[Referring expression data]
=-=-=-=-=

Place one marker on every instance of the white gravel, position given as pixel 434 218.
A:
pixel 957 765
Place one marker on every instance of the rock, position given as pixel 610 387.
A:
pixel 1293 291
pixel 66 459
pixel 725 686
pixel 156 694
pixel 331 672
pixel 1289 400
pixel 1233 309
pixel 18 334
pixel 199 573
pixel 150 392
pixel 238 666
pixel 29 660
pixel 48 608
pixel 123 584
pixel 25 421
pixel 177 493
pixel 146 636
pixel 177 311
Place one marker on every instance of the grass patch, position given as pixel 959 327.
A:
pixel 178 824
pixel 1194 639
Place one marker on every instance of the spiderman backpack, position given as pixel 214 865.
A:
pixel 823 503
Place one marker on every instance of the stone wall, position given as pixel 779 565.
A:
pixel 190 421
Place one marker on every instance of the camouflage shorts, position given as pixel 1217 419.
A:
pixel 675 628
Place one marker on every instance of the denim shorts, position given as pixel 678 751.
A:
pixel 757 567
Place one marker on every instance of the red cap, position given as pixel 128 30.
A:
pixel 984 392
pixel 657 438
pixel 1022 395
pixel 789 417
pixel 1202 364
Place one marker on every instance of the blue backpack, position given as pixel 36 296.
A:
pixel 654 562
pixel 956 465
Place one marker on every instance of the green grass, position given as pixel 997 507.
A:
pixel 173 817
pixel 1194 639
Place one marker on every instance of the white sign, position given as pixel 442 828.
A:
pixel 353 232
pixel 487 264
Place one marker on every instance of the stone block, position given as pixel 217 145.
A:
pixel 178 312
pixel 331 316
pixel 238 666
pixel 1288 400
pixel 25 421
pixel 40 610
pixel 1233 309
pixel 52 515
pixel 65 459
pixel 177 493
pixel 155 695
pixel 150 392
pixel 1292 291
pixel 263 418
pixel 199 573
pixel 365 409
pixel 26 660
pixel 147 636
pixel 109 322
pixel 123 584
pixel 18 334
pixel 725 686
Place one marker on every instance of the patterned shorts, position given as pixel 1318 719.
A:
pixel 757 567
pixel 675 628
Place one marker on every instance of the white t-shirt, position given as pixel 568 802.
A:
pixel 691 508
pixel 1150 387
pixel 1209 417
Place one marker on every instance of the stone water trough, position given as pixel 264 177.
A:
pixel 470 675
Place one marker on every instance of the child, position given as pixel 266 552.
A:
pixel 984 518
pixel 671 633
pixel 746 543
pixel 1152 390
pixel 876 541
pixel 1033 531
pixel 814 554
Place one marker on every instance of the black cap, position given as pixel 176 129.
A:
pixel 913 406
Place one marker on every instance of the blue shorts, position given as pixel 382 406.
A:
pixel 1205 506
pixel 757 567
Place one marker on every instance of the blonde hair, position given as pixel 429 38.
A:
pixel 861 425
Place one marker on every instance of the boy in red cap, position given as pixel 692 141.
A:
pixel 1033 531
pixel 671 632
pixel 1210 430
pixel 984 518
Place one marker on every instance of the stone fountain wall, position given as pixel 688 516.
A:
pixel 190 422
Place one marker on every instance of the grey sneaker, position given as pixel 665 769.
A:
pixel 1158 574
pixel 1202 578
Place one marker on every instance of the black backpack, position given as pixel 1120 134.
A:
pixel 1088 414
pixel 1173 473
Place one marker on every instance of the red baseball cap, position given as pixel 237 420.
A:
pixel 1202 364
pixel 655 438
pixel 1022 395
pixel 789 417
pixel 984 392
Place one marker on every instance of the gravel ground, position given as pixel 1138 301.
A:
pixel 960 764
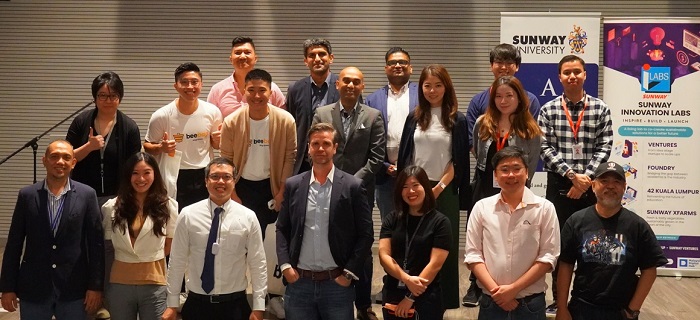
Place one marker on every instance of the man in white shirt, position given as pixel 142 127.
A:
pixel 216 240
pixel 512 242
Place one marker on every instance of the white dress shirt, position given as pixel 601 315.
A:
pixel 240 247
pixel 510 243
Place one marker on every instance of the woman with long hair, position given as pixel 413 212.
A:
pixel 507 122
pixel 140 223
pixel 435 138
pixel 103 138
pixel 414 242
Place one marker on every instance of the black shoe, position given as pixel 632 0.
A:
pixel 471 299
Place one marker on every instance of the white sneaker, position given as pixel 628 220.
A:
pixel 276 307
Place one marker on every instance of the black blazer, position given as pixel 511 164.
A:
pixel 299 105
pixel 350 236
pixel 73 260
pixel 460 154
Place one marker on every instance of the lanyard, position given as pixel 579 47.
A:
pixel 500 143
pixel 409 242
pixel 575 128
pixel 55 217
pixel 102 151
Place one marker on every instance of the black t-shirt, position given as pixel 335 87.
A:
pixel 433 232
pixel 608 253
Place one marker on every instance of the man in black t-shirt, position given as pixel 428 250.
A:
pixel 609 244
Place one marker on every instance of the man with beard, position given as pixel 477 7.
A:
pixel 577 137
pixel 606 285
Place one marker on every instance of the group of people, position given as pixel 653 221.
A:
pixel 309 168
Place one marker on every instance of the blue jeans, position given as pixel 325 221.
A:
pixel 63 310
pixel 529 308
pixel 585 311
pixel 309 300
pixel 385 197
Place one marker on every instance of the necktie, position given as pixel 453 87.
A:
pixel 208 270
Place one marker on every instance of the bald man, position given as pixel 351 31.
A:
pixel 361 150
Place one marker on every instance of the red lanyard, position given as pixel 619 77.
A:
pixel 501 142
pixel 575 128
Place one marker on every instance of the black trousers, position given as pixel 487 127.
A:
pixel 196 308
pixel 255 195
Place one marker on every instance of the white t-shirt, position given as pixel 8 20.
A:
pixel 192 133
pixel 433 147
pixel 257 166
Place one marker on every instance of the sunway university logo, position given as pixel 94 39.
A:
pixel 655 79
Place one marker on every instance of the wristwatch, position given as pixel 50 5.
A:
pixel 633 313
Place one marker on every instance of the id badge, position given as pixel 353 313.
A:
pixel 578 151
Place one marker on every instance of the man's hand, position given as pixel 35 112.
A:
pixel 169 314
pixel 256 315
pixel 291 275
pixel 9 301
pixel 93 301
pixel 342 281
pixel 416 285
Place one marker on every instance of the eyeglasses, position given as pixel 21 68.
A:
pixel 217 177
pixel 401 63
pixel 507 170
pixel 104 97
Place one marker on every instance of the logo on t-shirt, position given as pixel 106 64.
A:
pixel 603 247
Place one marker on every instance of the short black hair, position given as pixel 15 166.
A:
pixel 258 74
pixel 505 52
pixel 571 58
pixel 508 153
pixel 186 67
pixel 241 40
pixel 112 81
pixel 315 42
pixel 395 50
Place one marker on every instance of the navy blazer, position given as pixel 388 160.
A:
pixel 378 101
pixel 72 260
pixel 460 155
pixel 351 233
pixel 299 105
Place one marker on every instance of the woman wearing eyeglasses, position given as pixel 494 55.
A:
pixel 140 223
pixel 103 138
pixel 435 138
pixel 414 242
pixel 507 122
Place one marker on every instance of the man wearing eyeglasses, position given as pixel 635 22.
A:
pixel 216 241
pixel 187 128
pixel 260 139
pixel 512 243
pixel 505 61
pixel 395 101
pixel 308 93
pixel 228 94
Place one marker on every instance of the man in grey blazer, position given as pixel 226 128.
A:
pixel 361 151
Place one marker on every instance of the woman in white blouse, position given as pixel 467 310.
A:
pixel 140 223
pixel 435 138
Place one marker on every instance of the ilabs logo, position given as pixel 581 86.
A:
pixel 577 40
pixel 655 79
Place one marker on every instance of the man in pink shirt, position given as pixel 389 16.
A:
pixel 512 243
pixel 228 94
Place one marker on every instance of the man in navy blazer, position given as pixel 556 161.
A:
pixel 309 93
pixel 58 222
pixel 400 97
pixel 324 234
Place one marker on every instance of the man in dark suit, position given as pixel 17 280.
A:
pixel 395 101
pixel 57 221
pixel 361 150
pixel 309 93
pixel 324 234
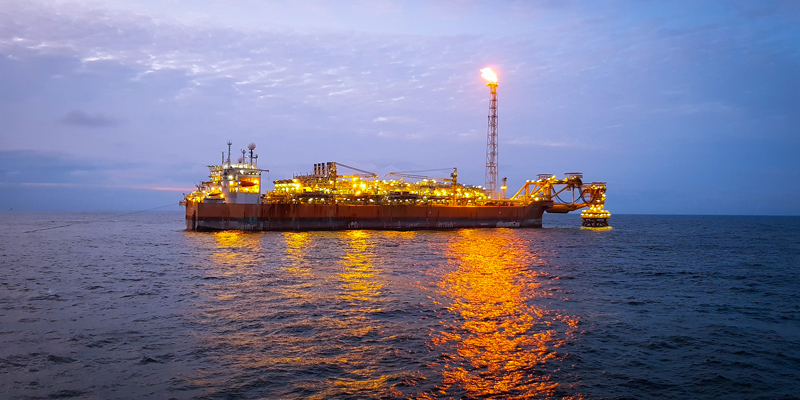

=-=-=-=-=

Going through the records above, state how many lines carry "black", with no other text.

● SOLUTION FOR THIS EXERCISE
8